● **PROBLEM DESCRIPTION**
How many lines of these records hold the string "white"? Reply with the number alone.

● **RECORDS SUPPLIED**
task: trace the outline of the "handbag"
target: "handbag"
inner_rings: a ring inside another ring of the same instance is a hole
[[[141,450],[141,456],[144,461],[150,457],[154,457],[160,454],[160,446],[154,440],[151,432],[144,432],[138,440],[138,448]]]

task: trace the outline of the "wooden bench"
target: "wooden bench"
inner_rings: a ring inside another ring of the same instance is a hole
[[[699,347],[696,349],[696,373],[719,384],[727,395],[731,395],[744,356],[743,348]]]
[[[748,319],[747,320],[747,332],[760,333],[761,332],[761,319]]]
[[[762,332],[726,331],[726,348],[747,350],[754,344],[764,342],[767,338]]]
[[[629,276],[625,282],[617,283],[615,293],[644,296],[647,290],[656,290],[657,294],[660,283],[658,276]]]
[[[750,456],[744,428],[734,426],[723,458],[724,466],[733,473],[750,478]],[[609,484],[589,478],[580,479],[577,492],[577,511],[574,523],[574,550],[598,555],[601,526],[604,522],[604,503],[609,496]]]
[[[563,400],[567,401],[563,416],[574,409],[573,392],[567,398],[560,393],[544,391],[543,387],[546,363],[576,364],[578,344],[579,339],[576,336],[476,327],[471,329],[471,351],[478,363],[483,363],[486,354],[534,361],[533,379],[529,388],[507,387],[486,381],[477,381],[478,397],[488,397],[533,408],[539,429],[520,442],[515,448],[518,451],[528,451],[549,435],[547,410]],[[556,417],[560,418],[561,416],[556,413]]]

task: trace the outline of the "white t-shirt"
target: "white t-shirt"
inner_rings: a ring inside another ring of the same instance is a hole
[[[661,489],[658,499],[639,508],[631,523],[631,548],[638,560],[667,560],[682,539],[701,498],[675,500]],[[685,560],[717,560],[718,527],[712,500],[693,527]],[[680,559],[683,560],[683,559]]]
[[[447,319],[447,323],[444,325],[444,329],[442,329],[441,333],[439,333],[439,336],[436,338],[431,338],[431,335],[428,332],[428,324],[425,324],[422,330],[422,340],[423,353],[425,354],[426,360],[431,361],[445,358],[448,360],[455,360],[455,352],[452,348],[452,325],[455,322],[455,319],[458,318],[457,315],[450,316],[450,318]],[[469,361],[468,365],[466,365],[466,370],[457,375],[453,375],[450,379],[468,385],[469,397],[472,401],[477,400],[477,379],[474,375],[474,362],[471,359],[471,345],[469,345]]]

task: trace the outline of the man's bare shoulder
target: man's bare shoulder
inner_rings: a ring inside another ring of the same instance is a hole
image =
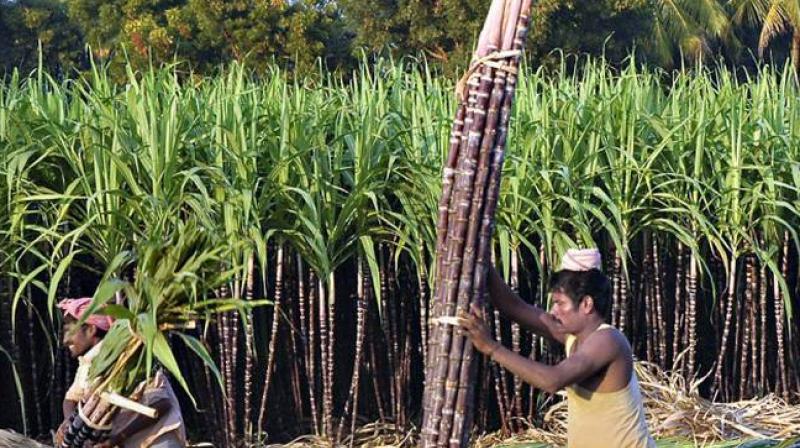
[[[613,354],[620,357],[631,356],[631,344],[628,338],[614,327],[602,328],[592,333],[583,344],[587,351]]]

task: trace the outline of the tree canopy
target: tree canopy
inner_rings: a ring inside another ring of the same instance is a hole
[[[422,56],[446,73],[469,61],[486,0],[0,0],[0,70],[55,73],[90,59],[118,71],[180,61],[196,73],[247,60],[292,73],[351,68],[363,54]],[[540,0],[529,61],[560,54],[637,59],[665,68],[777,49],[800,58],[797,0]]]

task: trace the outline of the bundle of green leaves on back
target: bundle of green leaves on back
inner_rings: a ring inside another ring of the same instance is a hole
[[[228,254],[235,246],[223,244],[215,233],[193,219],[165,227],[169,231],[156,233],[137,244],[134,252],[117,256],[93,296],[85,315],[104,313],[114,317],[115,322],[92,360],[91,398],[82,403],[82,415],[73,419],[62,446],[82,446],[78,443],[86,438],[102,438],[119,407],[152,416],[152,409],[137,406],[136,400],[158,365],[169,371],[192,397],[170,348],[169,334],[180,338],[222,386],[208,350],[190,333],[198,327],[198,321],[209,322],[215,313],[245,311],[268,303],[220,297],[216,293],[241,269],[229,263]],[[108,274],[131,270],[133,281]],[[112,303],[119,297],[124,297],[124,303]],[[81,429],[87,426],[92,431]]]

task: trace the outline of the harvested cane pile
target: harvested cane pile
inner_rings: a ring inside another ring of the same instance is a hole
[[[517,67],[530,0],[493,0],[467,74],[439,201],[433,328],[425,362],[422,445],[466,446],[476,363],[472,345],[446,324],[483,303]],[[464,92],[466,90],[466,93]]]
[[[686,440],[696,446],[741,439],[784,440],[800,437],[800,406],[769,394],[735,403],[713,403],[702,398],[702,379],[687,382],[679,373],[666,373],[657,365],[637,362],[636,374],[644,399],[647,423],[655,439]],[[567,441],[567,402],[552,406],[543,428],[503,438],[487,435],[476,447],[523,441],[563,446]]]

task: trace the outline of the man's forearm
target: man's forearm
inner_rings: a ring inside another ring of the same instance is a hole
[[[520,356],[500,344],[491,352],[491,358],[536,388],[555,393],[562,387],[555,367]]]

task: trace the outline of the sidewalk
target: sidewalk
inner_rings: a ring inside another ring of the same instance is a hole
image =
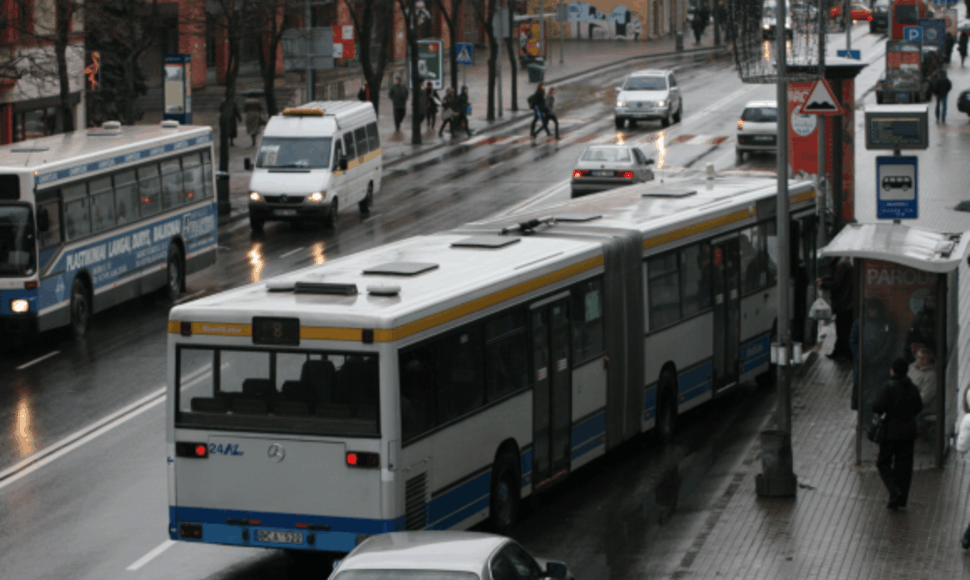
[[[820,356],[832,348],[834,325],[823,333],[823,345],[793,381],[797,497],[756,495],[761,445],[755,440],[711,495],[706,521],[694,518],[696,535],[672,578],[970,577],[970,558],[959,543],[970,518],[970,462],[951,450],[945,467],[936,469],[931,457],[917,453],[908,507],[888,510],[875,446],[867,441],[863,464],[855,465],[852,368]]]
[[[546,59],[545,83],[547,87],[562,85],[570,79],[582,75],[602,71],[607,67],[629,65],[644,57],[669,54],[676,57],[678,53],[674,51],[674,38],[662,38],[649,42],[624,42],[624,41],[588,41],[588,40],[567,40],[564,43],[564,62],[559,62],[559,43],[558,40],[549,41],[549,58]],[[679,53],[683,55],[685,61],[690,62],[692,51],[697,49],[710,49],[713,47],[713,28],[709,30],[702,39],[701,45],[694,45],[692,41],[685,43],[686,51]],[[649,61],[647,61],[649,62]],[[511,78],[508,55],[503,51],[502,59],[502,88],[503,88],[503,110],[502,116],[495,121],[486,121],[485,116],[488,110],[488,51],[478,47],[475,55],[475,65],[462,67],[459,65],[459,87],[462,82],[468,86],[471,95],[472,115],[469,117],[469,124],[474,134],[479,135],[485,132],[497,131],[507,128],[512,123],[531,116],[531,112],[526,111],[526,98],[535,91],[536,84],[529,82],[528,71],[519,70],[518,81],[518,111],[512,111],[511,103]],[[446,70],[448,69],[446,63]],[[462,69],[466,70],[463,72]],[[292,75],[288,77],[291,80]],[[240,78],[240,86],[253,84],[254,79]],[[445,86],[450,86],[450,80],[446,73]],[[345,94],[348,99],[355,99],[359,84],[348,81]],[[411,144],[411,115],[410,101],[408,103],[408,116],[405,117],[401,126],[401,132],[395,133],[393,111],[390,100],[387,98],[389,86],[381,87],[380,112],[378,117],[378,127],[381,135],[381,147],[385,166],[392,166],[417,155],[427,153],[450,145],[460,145],[467,137],[464,135],[458,138],[451,138],[446,134],[445,137],[438,137],[437,126],[435,130],[428,130],[422,134],[421,145]],[[207,91],[222,91],[221,86],[212,86]],[[444,96],[444,90],[439,90],[439,94]],[[562,96],[562,95],[561,95]],[[213,99],[207,99],[213,102]],[[280,107],[297,105],[295,102],[281,102]],[[560,103],[564,106],[566,103]],[[497,107],[497,96],[496,96]],[[496,113],[497,114],[497,113]],[[196,109],[192,114],[193,124],[209,125],[213,128],[216,135],[216,149],[218,156],[218,116],[219,111],[214,106],[203,109]],[[156,115],[150,113],[145,115],[142,123],[157,122]],[[440,118],[438,123],[440,125]],[[229,191],[232,210],[228,218],[229,221],[245,219],[247,212],[247,195],[249,187],[249,173],[243,169],[243,159],[246,157],[254,158],[256,148],[251,145],[251,139],[245,134],[245,125],[238,126],[239,137],[235,140],[236,146],[229,153]],[[223,218],[221,221],[225,221]]]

● **TASK OUTPUT**
2